═════ LEESTEKST
De rechtbank acht aannemelijk dat indien de adoptie van [meerderjarige dochter] door de stiefvader niet zou worden toegestaan, haar verdere ontwikkeling naar volwassenheid en de vorming van haar identiteit worden bedreigd. [meerderjarige dochter] is thans jongmeerderjarig, zodat zij zich nog volop bevindt in de ontwikkelingsfase naar volwassenheid. Hoewel adoptie in dit geval niet meer het karakter heeft van een maatregel van kinderbescherming, is de rechtbank gelet op het voorgaande van oordeel dat [meerderjarige dochter] een zwaarwegend belang heeft bij het vestigen van een familierechtelijke betrekking, alsmede bij de juridische bevestiging van de emotionele band die zij met de stiefvader heeft en van het gevoel dat zij en de stiefvader tot één familie behoren. Adoptie door de stiefvader zal [meerderjarige dochter] rust kunnen geven en haar helpen zich veilig te voelen en de mogelijkheid kunnen bieden om met meer afstand naar haar verleden te kunnen kijken. Naar het oordeel van de rechtbank zal adoptie door de stiefvader aldus bijdragen aan een volwaardige ontwikkeling van [meerderjarige dochter] naar volwassenheid en aan de vorming van haar identiteit.
5.5.
Naar het oordeel van de rechtbank heeft [meerderjarige dochter] een plausibele verklaring voor het feit dat het inleidend verzoekschrift na het verstrijken van de meerderjarigheidsgrens is ingediend. [meerderjarige dochter] wilde haar grootouders aan vaderszijde, met wie zij een goed contact had, niet kwetsen met haar wens om geadopteerd te worden door de stiefvader. Daarmee zou de familierechtelijke band met de grootouders immers verbroken worden. Nadat de grootouders waren overleden heeft [meerderjarige dochter] het verzoek ingediend.
══════════
═════ BESCHIKBARE GEGEVENS
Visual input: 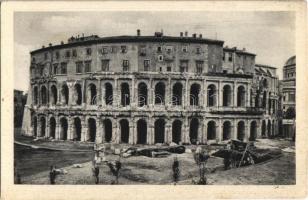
══════════
## UIT TE VOEREN OPDRACHT
In welke zaken heeft de dochter volgens de rechtbank in de uitspraak een zwaarwegend belang? Noem ze allemaal.

## ANTWOORD
- het vestigen van een familierechtelijke betrekking
- de juridische bevestiging van de emotionele band die zij met de stiefvader heeft
- de juridische bevestiging van het gevoel dat zij en de stiefvader tot één familie behoren